Tareas pendientes:
- A) Transcriba de forma literal el fragmento del artículo sobre los zapatos ‘Gorila’ que va desde "Los zapatos ‘Gorila’" hasta "la pirámide social.", este último incluido.
- B) Traduzca al inglés la siguiente oración del artículo sobre los zapatos ‘Gorila’: "Los zapatos te delataban, contaban algo de tí, como si llevaras un carnet de identidad en los pies."
- C) Prosiga con la redacción del artículo sobre los zapatos ‘Gorila’ a partir de su última oración.

Texto citado:
_ _ _
La vida a bordo de unos ‘Gorila’

Los zapatos ‘Gorila’ eran multiusos. Te valían para ir a la escuela y para jugar al fútbol

Niños jugando en una mañana de domingo en el Parque Viejo, delante de la estatua del Discóbolo. Iban con la ropa limpia y los zapatos sucios.
Niños jugando en una mañana de domingo en el Parque Viejo, delante de la estatua del Discóbolo. Iban con la ropa limpia y los zapatos sucios.
Eduardo de Vicente
00:15 • 30 sept. 2021 / actualizado a las 07:00 • 30 sept. 2021

Los zapatos te delataban, contaban algo de tí, como si llevaras un carnet de identidad en los pies. Un niño con unos zapatos de charol radiantes solía estar un escalón por encima de la bendita clase media, mientras que otro que llevara todo el año unas sandalias de goma pertenecía, sin riesgo de equivocación, al escalón más humilde de la pirámide social.
_ _ _
Material proporcionado:
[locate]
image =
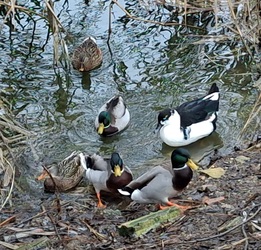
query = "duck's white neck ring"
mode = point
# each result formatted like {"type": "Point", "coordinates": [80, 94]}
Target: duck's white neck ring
{"type": "Point", "coordinates": [177, 169]}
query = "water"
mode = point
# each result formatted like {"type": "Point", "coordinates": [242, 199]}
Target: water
{"type": "Point", "coordinates": [151, 66]}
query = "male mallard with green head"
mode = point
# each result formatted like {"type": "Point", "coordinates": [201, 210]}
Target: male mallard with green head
{"type": "Point", "coordinates": [160, 184]}
{"type": "Point", "coordinates": [87, 56]}
{"type": "Point", "coordinates": [190, 121]}
{"type": "Point", "coordinates": [107, 174]}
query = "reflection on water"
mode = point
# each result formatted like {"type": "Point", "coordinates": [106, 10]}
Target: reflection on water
{"type": "Point", "coordinates": [151, 66]}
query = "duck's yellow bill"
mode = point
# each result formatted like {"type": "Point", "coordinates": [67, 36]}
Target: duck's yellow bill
{"type": "Point", "coordinates": [100, 128]}
{"type": "Point", "coordinates": [192, 165]}
{"type": "Point", "coordinates": [117, 170]}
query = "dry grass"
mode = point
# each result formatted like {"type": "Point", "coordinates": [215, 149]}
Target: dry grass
{"type": "Point", "coordinates": [12, 134]}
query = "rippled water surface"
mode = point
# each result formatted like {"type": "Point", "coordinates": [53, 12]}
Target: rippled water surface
{"type": "Point", "coordinates": [151, 66]}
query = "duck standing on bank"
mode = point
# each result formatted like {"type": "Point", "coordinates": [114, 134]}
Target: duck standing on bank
{"type": "Point", "coordinates": [113, 117]}
{"type": "Point", "coordinates": [87, 56]}
{"type": "Point", "coordinates": [162, 183]}
{"type": "Point", "coordinates": [106, 174]}
{"type": "Point", "coordinates": [190, 121]}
_ _ _
Resultados por tarea:
- A)
Los zapatos ‘Gorila’ eran multiusos. Te valían para ir a la escuela y para jugar al fútbol

Niños jugando en una mañana de domingo en el Parque Viejo, delante de la estatua del Discóbolo. Iban con la ropa limpia y los zapatos sucios.
Niños jugando en una mañana de domingo en el Parque Viejo, delante de la estatua del Discóbolo. Iban con la ropa limpia y los zapatos sucios.
Eduardo de Vicente
00:15 • 30 sept. 2021 / actualizado a las 07:00 • 30 sept. 2021

Los zapatos te delataban, contaban algo de tí, como si llevaras un carnet de identidad en los pies. Un niño con unos zapatos de charol radiantes solía estar un escalón por encima de la bendita clase media, mientras que otro que llevara todo el año unas sandalias de goma pertenecía, sin riesgo de equivocación, al escalón más humilde de la pirámide social.

- B) Your shoes gave you away; they told something about you, as if you were carrying an identity card on your feet.

- C)
En la década de los sesenta y la que vino después hubo un calzado que nos igualó y que se convirtió en un símbolo de esa clase media a la que fuimos llegando desde abajo. Fueron los zapatos de la marca ‘Gorila’. La primera tienda en Almería que los puso en sus escaparates fue Calzados Plaza, de Pedro Plaza Ortega, en el número 31 de la Puerta de Purchena. Corría el año 1955.



Los ‘Gorila’ fueron evolucionando para adaptarse a las necesidades de los nuevos tiempos hasta que en la segunda mitad de los años 60, coincidiendo con la eclosión de los anuncios televisivos, se convirtió en el calzado más famoso del país, llegando a formar parte de la indumentaria habitual de los colegiales.



El éxito de estos zapatos se basaba en su versatilidad y en su resistencia. Los ‘Gorila’ los utilizabas para ir al colegio y también para jugar al fútbol en medio de la calle, desobedeciendo los consejos de las madres que tanto empeño ponían en que los zapatos nos duraran al menos un invierno y si es posible que sirvieran después para el hermano que venía detrás.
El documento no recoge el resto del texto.